Input for this task:
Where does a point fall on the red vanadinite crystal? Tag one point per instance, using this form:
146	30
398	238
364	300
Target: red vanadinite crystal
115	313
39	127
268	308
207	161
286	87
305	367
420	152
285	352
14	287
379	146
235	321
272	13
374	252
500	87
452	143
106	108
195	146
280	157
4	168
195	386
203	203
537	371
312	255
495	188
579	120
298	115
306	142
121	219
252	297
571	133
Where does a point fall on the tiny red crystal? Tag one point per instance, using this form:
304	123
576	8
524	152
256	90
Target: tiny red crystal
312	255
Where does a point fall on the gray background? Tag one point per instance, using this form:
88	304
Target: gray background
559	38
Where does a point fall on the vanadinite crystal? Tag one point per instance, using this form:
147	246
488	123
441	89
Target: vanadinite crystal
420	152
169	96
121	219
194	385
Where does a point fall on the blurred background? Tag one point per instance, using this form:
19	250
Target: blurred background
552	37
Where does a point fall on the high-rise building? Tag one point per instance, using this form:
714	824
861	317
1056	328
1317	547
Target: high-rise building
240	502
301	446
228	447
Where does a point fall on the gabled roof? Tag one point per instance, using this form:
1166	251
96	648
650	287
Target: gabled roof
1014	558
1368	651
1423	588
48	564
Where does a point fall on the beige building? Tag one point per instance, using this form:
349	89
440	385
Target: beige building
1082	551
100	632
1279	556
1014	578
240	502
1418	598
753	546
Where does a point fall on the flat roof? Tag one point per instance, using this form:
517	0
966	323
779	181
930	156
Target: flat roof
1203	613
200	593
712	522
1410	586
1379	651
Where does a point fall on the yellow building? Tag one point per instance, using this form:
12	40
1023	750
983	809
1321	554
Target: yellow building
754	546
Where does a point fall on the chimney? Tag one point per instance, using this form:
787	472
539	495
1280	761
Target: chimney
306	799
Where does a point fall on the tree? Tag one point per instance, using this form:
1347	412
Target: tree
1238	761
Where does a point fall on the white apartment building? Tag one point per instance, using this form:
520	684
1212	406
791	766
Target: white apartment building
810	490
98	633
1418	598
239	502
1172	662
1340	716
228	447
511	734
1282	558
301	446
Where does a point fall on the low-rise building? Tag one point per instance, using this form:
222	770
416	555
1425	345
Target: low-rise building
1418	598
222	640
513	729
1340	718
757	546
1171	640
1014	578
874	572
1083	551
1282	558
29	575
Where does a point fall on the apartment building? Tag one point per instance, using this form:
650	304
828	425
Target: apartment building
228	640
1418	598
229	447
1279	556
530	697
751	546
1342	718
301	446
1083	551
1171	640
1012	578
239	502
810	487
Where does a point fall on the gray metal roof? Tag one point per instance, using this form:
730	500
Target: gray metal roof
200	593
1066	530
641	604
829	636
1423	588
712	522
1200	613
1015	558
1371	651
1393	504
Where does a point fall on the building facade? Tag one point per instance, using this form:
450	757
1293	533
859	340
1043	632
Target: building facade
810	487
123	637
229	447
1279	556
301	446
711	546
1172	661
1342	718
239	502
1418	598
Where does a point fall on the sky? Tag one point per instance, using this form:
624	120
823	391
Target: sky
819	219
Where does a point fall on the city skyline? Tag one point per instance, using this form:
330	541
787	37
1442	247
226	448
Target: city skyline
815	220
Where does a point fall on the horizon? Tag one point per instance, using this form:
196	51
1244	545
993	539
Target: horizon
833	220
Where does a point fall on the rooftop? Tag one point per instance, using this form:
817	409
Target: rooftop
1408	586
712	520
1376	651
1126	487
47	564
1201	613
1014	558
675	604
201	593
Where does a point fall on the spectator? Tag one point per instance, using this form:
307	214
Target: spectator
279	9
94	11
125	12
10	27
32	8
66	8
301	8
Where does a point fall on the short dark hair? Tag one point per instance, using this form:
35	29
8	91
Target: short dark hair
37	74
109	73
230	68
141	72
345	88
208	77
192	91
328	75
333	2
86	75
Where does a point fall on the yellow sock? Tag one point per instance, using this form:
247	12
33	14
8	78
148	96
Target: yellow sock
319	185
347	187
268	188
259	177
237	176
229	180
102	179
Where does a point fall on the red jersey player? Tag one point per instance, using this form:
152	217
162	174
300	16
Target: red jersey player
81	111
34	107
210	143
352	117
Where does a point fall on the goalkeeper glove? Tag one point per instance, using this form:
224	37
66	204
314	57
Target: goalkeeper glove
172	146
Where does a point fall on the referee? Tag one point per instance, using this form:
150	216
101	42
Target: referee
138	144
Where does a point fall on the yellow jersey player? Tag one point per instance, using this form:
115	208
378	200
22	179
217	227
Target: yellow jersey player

What is required:
Repeat, word for word, all the lines above.

Response:
Where does a point fall on the red vanadinite crystal? Tag one point per instance, using this form:
146	30
398	238
364	300
Target: red vanadinite crystal
115	313
39	127
268	308
207	161
286	87
305	367
420	152
285	352
14	287
379	146
235	321
272	13
374	252
500	87
452	143
106	108
195	146
280	157
4	168
195	386
203	203
537	371
312	255
495	188
579	120
298	115
306	142
121	219
252	297
571	133
Where does a point fall on the tiny red crystal? Tag one point per instance, using this form:
304	123
576	8
524	152
256	90
Target: tiny red crystal
312	255
Where does a point fall on the gray background? Tag one point per instance, using this form:
88	304
Target: gray background
559	38
Where does a point fall on the vanadinite crystal? Tag one point per instance, using this form:
147	246
488	123
441	89
Target: vanadinite crystal
420	152
169	96
121	219
194	385
Where does a point fall on the blurred background? Tag one point per instance, using this form:
19	250
Target: blurred background
552	37
Where does a point fall on the high-rise building? Tag one point per instance, using this form:
714	824
861	317
1056	328
1317	547
Target: high-rise building
240	502
301	446
228	447
Where does a point fall on the gabled roof? Tag one point per instance, using this form:
1166	251
96	648
650	287
Target: gabled roof
1014	558
1368	651
1423	588
48	564
Where does a point fall on the beige building? Tag one point per instance, using this form:
349	89
440	385
Target: beige building
1082	551
100	632
1279	556
1014	578
240	502
1418	598
753	546
Where does a point fall on the flat roof? Tag one point per instance, using this form:
517	0
966	323
779	181
930	156
Target: flat roof
1203	613
200	593
712	522
1410	586
1379	651
Where does a point fall on the yellow building? Tag one point per instance, using this form:
12	40
1023	750
983	809
1321	554
Target: yellow building
754	546
Where does a point fall on the chimney? Tag one point per instance, using this form:
787	472
539	495
1280	761
Target: chimney
306	799
Where does a point fall on the tree? Tag one point per instance, using this form:
1347	412
Target: tree
1238	761
Where does a point fall on the white apartment building? Tag one point per instance, using this form:
520	684
1212	406
791	766
Target: white apartment building
810	490
98	633
1418	598
239	502
1172	662
1340	716
228	447
511	734
1282	558
301	446
Where does a point fall on the low-rise building? Tag one point per instance, using this form:
222	770
416	555
1425	345
Target: low-rise building
1418	598
222	640
513	729
1340	718
757	546
1171	640
1014	578
874	572
1083	551
1282	558
29	575
Where does a point fall on the apartment building? Tag one point per instance, using this form:
650	304
828	425
Target: apartment building
228	640
1418	598
229	447
1279	556
530	697
751	546
1342	718
301	446
1083	551
1171	640
1012	578
239	502
810	487
Where does a point fall on the gray metal roof? Tag one point per instance, using this form:
730	500
Target: gray metal roof
200	593
1066	530
641	604
829	636
1423	588
712	522
1200	613
1015	558
1371	651
1393	504
Where does a point fall on the building facade? Tag one point per instance, using this form:
450	757
1293	533
859	340
1043	632
Target: building facade
810	487
123	637
229	447
1279	556
301	446
711	546
1172	661
1342	718
239	502
1418	598
Where does a point fall on the sky? Tag one point per instance, using this form:
624	120
823	391
Target: sky
819	219
Where does a point fall on the city skyline? Tag one point per instance, using this form:
330	541
787	37
1442	247
226	448
Target: city skyline
815	220
Where does a point fall on the horizon? Tag one point per instance, using this form:
196	51
1244	545
993	539
Target: horizon
833	220
Where does a point fall on the rooftop? Tag one point per instance, using this form:
817	409
Target: rooftop
1408	586
712	520
1376	651
1126	487
47	564
1201	613
1014	558
675	604
201	593
Where does a point fall on the spectator? Tag one point per instance, using this form:
307	214
Target: spectator
279	9
94	11
125	12
10	27
32	8
66	8
301	8
Where does a point fall on the short dark hair? Tag one point per instance, using this form:
35	29
8	91
Target: short dark hair
37	74
109	73
230	68
141	72
345	88
208	77
192	91
328	75
333	2
86	75
Where does a point fall on the yellow sock? Tag one point per instance, using this form:
247	12
33	14
8	78
148	96
Target: yellow sock
319	185
347	187
268	188
259	177
237	176
229	180
102	179
Where does a point fall on the red jersey player? Tag one point per instance, using this form:
152	217
162	174
300	16
Target: red jersey player
81	111
34	107
210	143
352	117
Where does a point fall on the goalkeeper glove? Tag one point per instance, using this form:
224	37
66	204
314	57
Target: goalkeeper glove
172	146
Where does a point fall on the referee? Tag one point per instance, using this form:
150	216
101	42
Target: referee
138	144
Where does a point fall on the yellow jersey player? Tag one point per instance, using this form:
115	208
378	200
22	179
217	227
Target: yellow jersey player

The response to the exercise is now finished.